▶ _TASK SET_
1 – Reproduce the article abstracts below between "The Thought in John" and "Baptist Theological Seminary)", inclusive.
2 – In the article abstracts below, which Talmud manuscript is said to preserve passages censored out of the printed editions?
3 – Carry the article abstracts below forward from the point where they stop.

TEXT EXCERPT Start Marker

Hebrews 3:6b and 3:14 Revisited
Andrew J. Wilson (Kings College, London)
p. 247

Hebrews 3:6b and 3:14 have been central to Reformed interpretations of the warnings in Hebrews for several centuries. Today, however, there is something of an impasse in scholarship: on one side, there are those who see these verses as an interpretive key to the letter, and thus understand the warnings to refer to spurious or false believers; on the other, there are those who argue that since Hebrews warns real believers away from real apostasy, these two verses cannot mean what, at a grammatical level, they appear to mean. In this paper, I appraise the scholarly discussion so far, identify three key issues relating to grammar and context, and then propose a way through the impasse that has not been considered in modern scholarship.

Jesus of Nazareth's Trial in the Uncensored Talmud
David Instone-Brewer (Tyndale House, Cambridge)
p. 269

The Munich Talmud manuscript of b.San.43a preserves passages censored out of the printed editions, including the controversial trial of 'Yeshu Notzri'. Chronological analysis of the layers in this tradition suggests that the oldest words are: 'On the Eve of Passover they hung Jesus of Nazareth for sorcery and leading Israel astray.' This paper argues that other words were added to this tradition in order to overcome three difficulties: a trial date during a festival; the unbiblical method of execution; and the charge of 'sorcery'.

The Thought in John 1:3c-4
John Nolland (Trinity College, Bristol)         
p. 295

With a working assumption that the final words of verse 3 belong with verse 4, the article seeks to clarify the thought in the three clauses making up verses 3c-4. It concludes that the thought expressed is this: the mystery of animate life, existing as it does 'in the Logos', shines as a light upon humanity, a light intended to light up the divine presence in the world in that it reveals the presence and working of the Logos. A second alternative is possibly viable: creation is life-giving, and the life it gives acts as a light revealing the Logos.

The Royal Promise in Genesis: The Often Underestimated Importance of Genesis 17:6, 17:16 and 35:11
Daniel S. Diffey (Southern Baptist Theological Seminary)

TEXT EXCERPT End Marker
EXTRACTED RECORDS Start Marker

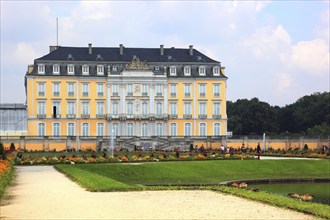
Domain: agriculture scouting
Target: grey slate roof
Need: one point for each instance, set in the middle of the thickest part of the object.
(107, 54)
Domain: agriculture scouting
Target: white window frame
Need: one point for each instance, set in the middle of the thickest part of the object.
(41, 89)
(85, 70)
(202, 130)
(56, 89)
(100, 89)
(70, 69)
(216, 71)
(202, 70)
(173, 70)
(187, 70)
(41, 129)
(215, 129)
(56, 131)
(85, 129)
(71, 129)
(100, 70)
(187, 129)
(41, 68)
(56, 69)
(173, 129)
(99, 129)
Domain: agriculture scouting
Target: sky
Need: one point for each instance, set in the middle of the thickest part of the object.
(276, 51)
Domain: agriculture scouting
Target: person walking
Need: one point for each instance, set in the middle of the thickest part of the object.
(258, 151)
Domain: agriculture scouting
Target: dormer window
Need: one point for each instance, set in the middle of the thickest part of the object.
(85, 69)
(186, 70)
(70, 69)
(202, 71)
(216, 71)
(41, 69)
(56, 69)
(173, 71)
(100, 70)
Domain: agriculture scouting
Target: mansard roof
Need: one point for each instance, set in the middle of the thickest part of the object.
(112, 54)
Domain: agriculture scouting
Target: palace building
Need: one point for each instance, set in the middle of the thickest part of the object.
(140, 96)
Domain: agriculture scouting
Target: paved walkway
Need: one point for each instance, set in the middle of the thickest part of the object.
(40, 192)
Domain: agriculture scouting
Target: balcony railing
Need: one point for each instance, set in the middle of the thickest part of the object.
(186, 116)
(71, 116)
(85, 116)
(41, 116)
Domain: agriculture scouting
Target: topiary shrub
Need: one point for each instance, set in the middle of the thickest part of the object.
(2, 152)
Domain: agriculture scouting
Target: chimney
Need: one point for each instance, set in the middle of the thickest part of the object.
(161, 50)
(121, 49)
(52, 48)
(89, 48)
(191, 50)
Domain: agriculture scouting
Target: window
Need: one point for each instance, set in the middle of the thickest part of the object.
(41, 108)
(216, 129)
(202, 109)
(159, 108)
(129, 89)
(187, 109)
(216, 109)
(85, 89)
(41, 69)
(202, 129)
(129, 110)
(99, 109)
(187, 129)
(172, 70)
(216, 71)
(173, 129)
(130, 129)
(187, 90)
(41, 89)
(71, 109)
(85, 108)
(173, 109)
(56, 69)
(85, 130)
(100, 129)
(159, 129)
(100, 89)
(144, 129)
(173, 90)
(70, 69)
(144, 108)
(115, 89)
(41, 129)
(71, 129)
(85, 70)
(202, 71)
(145, 89)
(202, 90)
(115, 129)
(216, 90)
(100, 70)
(56, 129)
(56, 89)
(186, 70)
(57, 107)
(115, 108)
(159, 89)
(70, 89)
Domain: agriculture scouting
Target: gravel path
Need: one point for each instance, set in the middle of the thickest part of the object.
(41, 192)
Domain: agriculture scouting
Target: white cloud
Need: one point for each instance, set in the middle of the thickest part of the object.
(312, 56)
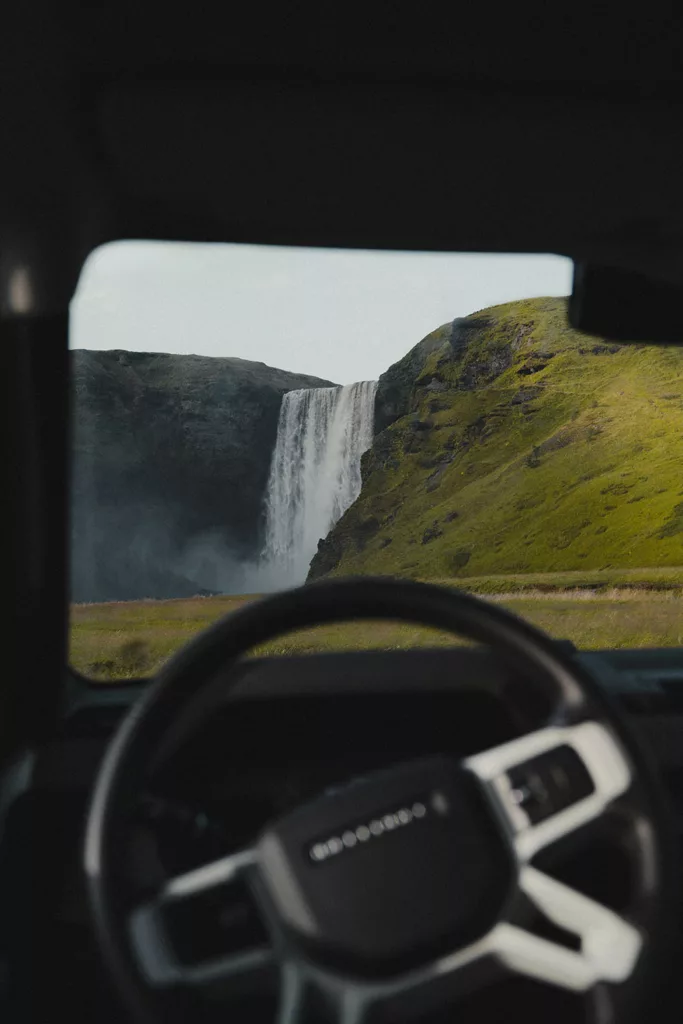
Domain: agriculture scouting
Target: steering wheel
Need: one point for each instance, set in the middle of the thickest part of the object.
(411, 887)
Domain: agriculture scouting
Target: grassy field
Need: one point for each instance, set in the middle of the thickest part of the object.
(627, 608)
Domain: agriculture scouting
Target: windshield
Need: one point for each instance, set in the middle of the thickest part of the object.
(248, 418)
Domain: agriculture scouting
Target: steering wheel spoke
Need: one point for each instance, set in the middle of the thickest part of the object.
(205, 930)
(417, 885)
(551, 782)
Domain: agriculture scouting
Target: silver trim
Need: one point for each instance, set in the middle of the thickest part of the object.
(609, 945)
(151, 943)
(600, 753)
(209, 876)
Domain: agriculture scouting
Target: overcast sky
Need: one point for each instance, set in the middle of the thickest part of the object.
(344, 315)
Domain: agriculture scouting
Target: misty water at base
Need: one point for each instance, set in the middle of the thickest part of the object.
(135, 549)
(314, 473)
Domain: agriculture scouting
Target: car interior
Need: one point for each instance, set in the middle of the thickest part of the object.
(468, 833)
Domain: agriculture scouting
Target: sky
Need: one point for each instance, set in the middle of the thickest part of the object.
(340, 314)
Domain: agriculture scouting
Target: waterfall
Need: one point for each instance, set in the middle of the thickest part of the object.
(314, 472)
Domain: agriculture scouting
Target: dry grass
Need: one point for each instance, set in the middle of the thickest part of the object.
(124, 640)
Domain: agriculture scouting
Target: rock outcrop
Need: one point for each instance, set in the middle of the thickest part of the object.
(170, 463)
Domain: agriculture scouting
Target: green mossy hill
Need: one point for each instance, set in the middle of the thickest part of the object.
(509, 442)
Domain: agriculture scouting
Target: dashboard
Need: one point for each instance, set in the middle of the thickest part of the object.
(279, 732)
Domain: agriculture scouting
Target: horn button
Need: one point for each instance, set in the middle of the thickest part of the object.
(390, 871)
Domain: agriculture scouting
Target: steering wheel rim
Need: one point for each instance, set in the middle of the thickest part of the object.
(577, 701)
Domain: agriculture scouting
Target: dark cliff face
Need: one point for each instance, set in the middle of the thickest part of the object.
(170, 463)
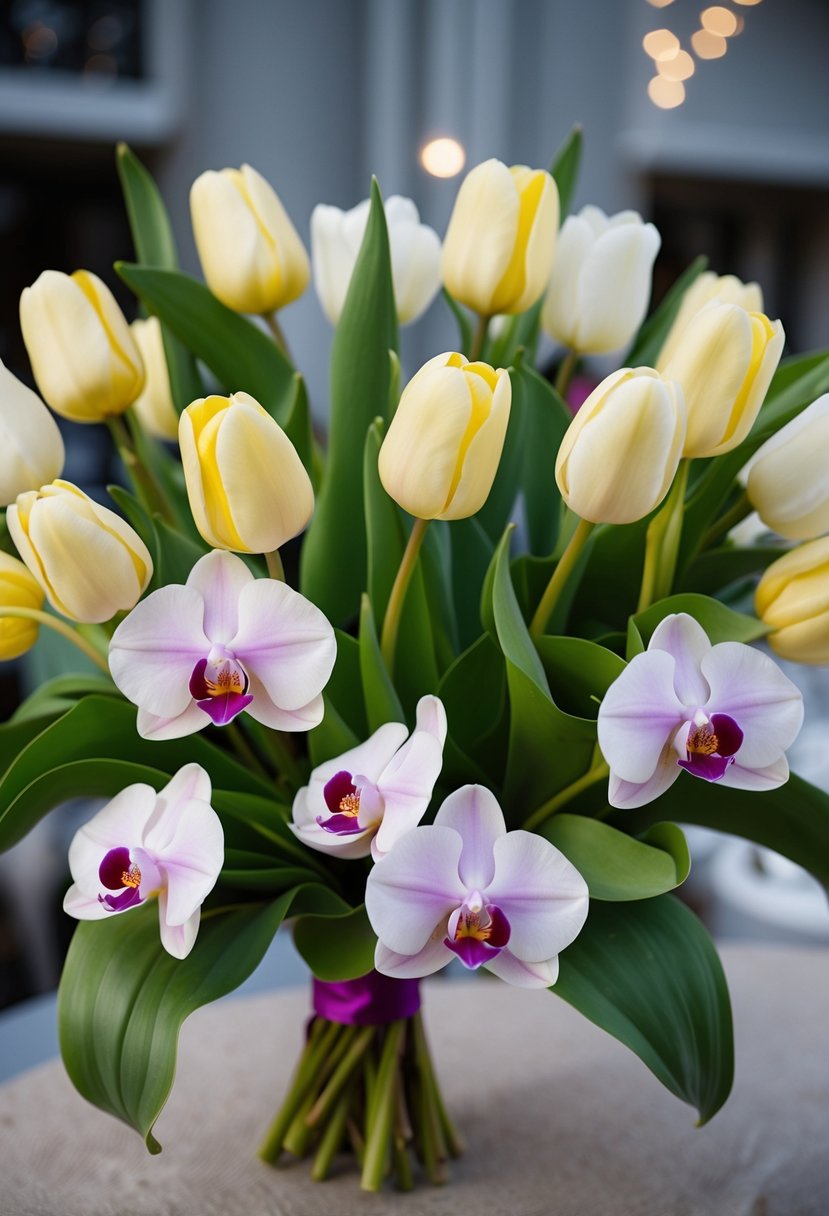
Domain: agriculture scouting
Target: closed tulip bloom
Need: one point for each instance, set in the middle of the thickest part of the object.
(89, 562)
(247, 487)
(788, 480)
(415, 248)
(17, 590)
(501, 238)
(622, 449)
(723, 364)
(83, 355)
(441, 451)
(601, 283)
(706, 287)
(154, 405)
(251, 253)
(793, 598)
(30, 445)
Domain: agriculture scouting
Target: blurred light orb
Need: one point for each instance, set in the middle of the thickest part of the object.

EXTRACTED RECORDS End Marker

▶ _OUTPUTS BY TASK_
1 –
The Thought in John 1:3c-4
John Nolland (Trinity College, Bristol)         
p. 295

With a working assumption that the final words of verse 3 belong with verse 4, the article seeks to clarify the thought in the three clauses making up verses 3c-4. It concludes that the thought expressed is this: the mystery of animate life, existing as it does 'in the Logos', shines as a light upon humanity, a light intended to light up the divine presence in the world in that it reveals the presence and working of the Logos. A second alternative is possibly viable: creation is life-giving, and the life it gives acts as a light revealing the Logos.

The Royal Promise in Genesis: The Often Underestimated Importance of Genesis 17:6, 17:16 and 35:11
Daniel S. Diffey (Southern Baptist Theological Seminary)

2 – The Munich Talmud manuscript of b.San.43a.

3 –
p. 313

There are three specific instances in which a royal promise is made to an individual in the book of Genesis. Scholarship has largely viewed these as incidental within the larger framework of the major themes found in the book of Genesis. This short note seeks to correct this misunderstanding by demonstrating that the promise that kings will come from Abraham, Sarah, and Jacob is integrally linked with the themes of fruitfulness, seed (offspring), and land. Thus, the theme of kingship is a much more important theme than is often held.

Dissertation Summaries:         

Spiritually Called Sodom and Egypt: Getting to the Heart of Early Christian Prophecy through the Apocalypse of John
Andy Harker (Nairobi, Kenya)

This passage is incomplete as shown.